### Directives
1. List the four Chicago families that the book description says Fitzgerald knew.
2. Update the book description between "The book balances" and "American literary modernism.", inclusive, so that "literary criticism" becomes "textual analysis".
3. Condense the paragraph of the book description that begins "The book balances Chicago’s history" into a shorter version that keeps its main facts.

### Extract
━━━━━━━━━━━━━━━━
The final chapter, “F. Scott Fitzgerald and Chicago,” traces the histories of the four Chicago families Fitzgerald knew—the Kings, the Medills, the McCormicks, and the Pattersons—in order to show who Fitzgerald drew from when writing about Chicago men and women in his fiction. The chapter offers new material as to where he found ideas for major characters, such as The Great Gatsby’s Daisy Buchanan. These Chicago families represent a specific kind of wealth built by grandparents who built their businesses in the mid- to late nineteenth-century period of wildly unregulated capitalism. Fitzgerald is most interested in those Chicagoans who now live, work, and vacation together in a closed and clannish society of the extremely rich. His work uses these types, mash-ups of real people he met briefly or knew deeply throughout his life in order to show the ways in which his fictional drawing of a type is more realistic than Hemingway’s or Cather’s careful renderings of real individuals in fictional guise. Fitzgerald’s work argues that the habits, fashions, and ideologies of the very rich Chicago families have had a destructive impact on Americans, because their ideologies became the ideologies of the intellectual elite and the middle to lower classes who imitate them. The chapter’s final section reads across Fitzgerald’s Chicago plots and suggests that his novels are his attempt to work out the relationship of art to business in American writing.

The book balances Chicago’s history, literary biography, and literary criticism while foregrounding new archival documents and letters to produce new readings of much-read texts. This book relies heavily on archival material to demonstrate each individual writer’s relationship to Chicago, their personal feelings about Chicago and its art scene, and their use of Chicago in literature. The result is a strong picture of how Chicago and the idea of Chicago influenced, for better and for worse, American literary modernism.
━━━━━━━━━━━━━━━━
### Information supplied

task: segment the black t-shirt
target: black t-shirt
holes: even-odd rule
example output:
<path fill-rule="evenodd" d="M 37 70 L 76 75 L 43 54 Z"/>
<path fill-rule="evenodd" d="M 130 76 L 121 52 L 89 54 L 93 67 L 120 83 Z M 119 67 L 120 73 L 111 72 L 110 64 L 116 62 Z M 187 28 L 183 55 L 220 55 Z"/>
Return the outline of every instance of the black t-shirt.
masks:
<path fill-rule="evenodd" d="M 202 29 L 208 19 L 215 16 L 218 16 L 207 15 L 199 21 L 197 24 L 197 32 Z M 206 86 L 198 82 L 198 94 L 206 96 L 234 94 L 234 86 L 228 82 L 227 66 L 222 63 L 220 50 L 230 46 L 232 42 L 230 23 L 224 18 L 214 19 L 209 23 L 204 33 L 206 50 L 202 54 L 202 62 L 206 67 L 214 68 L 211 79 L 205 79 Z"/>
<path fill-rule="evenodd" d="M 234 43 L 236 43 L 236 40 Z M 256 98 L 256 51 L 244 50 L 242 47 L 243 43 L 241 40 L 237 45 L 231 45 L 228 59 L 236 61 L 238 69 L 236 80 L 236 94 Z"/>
━━━━━━━━━━━━━━━━
### Expected outputs
1.
the Kings
the Medills
the McCormicks
the Pattersons

2.
The book balances Chicago’s history, literary biography, and textual analysis while foregrounding new archival documents and letters to produce new readings of much-read texts. This book relies heavily on archival material to demonstrate each individual writer’s relationship to Chicago, their personal feelings about Chicago and its art scene, and their use of Chicago in literature. The result is a strong picture of how Chicago and the idea of Chicago influenced, for better and for worse, American literary modernism.

3. The book combines Chicago’s history, literary biography, and literary criticism. It draws heavily on new archival documents and letters to offer new readings of much-read texts. It shows each writer’s relationship to Chicago, their feelings about the city and its art scene, and their use of Chicago in literature. The result is a picture of how Chicago influenced American literary modernism, for better and for worse.